_TASK DETAILS_: Go through the listing and copy out every line that contains the string "stone", leaving out all other lines.

_RECORDS FOR THE EXERCISE_:
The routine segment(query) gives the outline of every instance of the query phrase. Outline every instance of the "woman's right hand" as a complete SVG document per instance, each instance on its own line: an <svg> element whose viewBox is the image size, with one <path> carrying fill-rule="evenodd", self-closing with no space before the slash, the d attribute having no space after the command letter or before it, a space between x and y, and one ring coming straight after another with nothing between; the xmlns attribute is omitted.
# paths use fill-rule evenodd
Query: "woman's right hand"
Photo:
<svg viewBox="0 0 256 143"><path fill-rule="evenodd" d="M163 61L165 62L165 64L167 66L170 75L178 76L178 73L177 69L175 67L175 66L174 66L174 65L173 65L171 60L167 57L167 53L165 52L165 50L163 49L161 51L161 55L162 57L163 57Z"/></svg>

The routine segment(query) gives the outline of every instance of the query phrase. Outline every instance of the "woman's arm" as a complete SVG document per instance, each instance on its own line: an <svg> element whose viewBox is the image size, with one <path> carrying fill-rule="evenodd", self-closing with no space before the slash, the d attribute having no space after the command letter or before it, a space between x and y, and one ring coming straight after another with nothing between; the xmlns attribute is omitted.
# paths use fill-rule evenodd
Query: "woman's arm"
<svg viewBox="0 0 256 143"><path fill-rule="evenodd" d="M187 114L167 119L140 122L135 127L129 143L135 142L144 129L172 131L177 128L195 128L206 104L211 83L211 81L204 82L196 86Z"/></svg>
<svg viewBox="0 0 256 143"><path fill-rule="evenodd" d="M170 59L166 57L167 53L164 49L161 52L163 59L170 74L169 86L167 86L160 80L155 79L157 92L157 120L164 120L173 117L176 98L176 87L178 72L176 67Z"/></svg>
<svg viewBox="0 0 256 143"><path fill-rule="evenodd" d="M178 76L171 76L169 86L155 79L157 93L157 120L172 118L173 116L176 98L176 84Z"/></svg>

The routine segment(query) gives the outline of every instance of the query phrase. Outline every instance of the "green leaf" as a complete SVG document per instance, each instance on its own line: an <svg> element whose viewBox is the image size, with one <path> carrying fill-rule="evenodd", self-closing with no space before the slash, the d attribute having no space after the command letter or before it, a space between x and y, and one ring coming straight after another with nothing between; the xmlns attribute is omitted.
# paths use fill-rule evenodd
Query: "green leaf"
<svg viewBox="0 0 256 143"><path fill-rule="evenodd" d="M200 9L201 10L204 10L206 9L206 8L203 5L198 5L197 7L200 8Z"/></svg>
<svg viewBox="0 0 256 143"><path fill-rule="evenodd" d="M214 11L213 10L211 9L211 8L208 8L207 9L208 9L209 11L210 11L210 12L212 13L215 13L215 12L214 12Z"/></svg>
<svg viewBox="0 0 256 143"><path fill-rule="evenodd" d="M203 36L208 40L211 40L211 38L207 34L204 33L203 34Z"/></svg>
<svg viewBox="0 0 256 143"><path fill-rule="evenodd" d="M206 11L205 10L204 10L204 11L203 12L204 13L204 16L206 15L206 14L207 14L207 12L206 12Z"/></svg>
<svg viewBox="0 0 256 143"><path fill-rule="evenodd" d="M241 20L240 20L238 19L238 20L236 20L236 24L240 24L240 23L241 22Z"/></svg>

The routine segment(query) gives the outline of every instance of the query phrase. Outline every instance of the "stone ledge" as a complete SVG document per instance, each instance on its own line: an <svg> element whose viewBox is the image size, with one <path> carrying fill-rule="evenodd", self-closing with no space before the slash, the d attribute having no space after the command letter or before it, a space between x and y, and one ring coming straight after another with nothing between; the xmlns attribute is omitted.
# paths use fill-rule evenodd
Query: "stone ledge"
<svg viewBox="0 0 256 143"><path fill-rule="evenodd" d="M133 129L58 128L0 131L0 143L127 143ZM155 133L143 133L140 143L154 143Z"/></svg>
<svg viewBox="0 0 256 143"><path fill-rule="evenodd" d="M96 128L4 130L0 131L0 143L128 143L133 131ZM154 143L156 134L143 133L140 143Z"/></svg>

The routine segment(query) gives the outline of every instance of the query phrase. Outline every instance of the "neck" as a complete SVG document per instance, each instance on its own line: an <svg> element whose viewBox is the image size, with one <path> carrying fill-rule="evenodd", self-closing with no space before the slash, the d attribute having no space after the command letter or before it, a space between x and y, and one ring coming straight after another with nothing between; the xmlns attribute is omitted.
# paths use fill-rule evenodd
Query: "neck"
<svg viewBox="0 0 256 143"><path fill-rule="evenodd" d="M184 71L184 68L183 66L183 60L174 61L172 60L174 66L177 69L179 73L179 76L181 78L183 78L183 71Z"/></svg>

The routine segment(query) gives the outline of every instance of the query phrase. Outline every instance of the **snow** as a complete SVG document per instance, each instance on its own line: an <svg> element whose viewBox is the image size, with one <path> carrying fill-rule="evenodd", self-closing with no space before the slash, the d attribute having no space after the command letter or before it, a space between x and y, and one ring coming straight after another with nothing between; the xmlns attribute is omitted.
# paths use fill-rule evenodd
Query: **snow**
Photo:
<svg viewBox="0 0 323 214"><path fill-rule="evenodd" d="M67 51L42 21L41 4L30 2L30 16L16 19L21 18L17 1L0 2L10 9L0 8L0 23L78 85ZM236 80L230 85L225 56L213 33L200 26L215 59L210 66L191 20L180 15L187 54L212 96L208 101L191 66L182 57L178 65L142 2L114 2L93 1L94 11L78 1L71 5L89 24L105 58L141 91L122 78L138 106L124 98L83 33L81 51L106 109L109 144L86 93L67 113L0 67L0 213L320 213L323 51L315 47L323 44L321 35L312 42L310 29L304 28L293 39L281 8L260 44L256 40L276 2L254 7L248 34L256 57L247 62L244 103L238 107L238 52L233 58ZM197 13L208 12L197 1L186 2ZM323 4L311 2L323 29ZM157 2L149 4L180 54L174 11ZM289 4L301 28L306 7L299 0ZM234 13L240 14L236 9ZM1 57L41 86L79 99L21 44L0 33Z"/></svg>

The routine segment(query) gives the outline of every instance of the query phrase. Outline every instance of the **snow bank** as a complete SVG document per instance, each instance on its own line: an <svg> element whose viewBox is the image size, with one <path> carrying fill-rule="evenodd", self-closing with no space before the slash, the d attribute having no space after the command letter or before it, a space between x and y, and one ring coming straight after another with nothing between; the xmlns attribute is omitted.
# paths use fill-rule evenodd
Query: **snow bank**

_OUTPUT OF THE EXERCISE_:
The routine segment(query) gives the outline of every instance of the query phrase. Outline every instance of the "stone ledge" as a complete SVG document per instance, each instance on its own line: an <svg> element whose viewBox is the image size, with one <path> carrying fill-rule="evenodd", self-closing with no space before the slash, the d attribute having no space after the command letter or before it, a space between x and y, and one ring coming straight after another with nothing between; the xmlns attribute is omitted.
Query: "stone ledge"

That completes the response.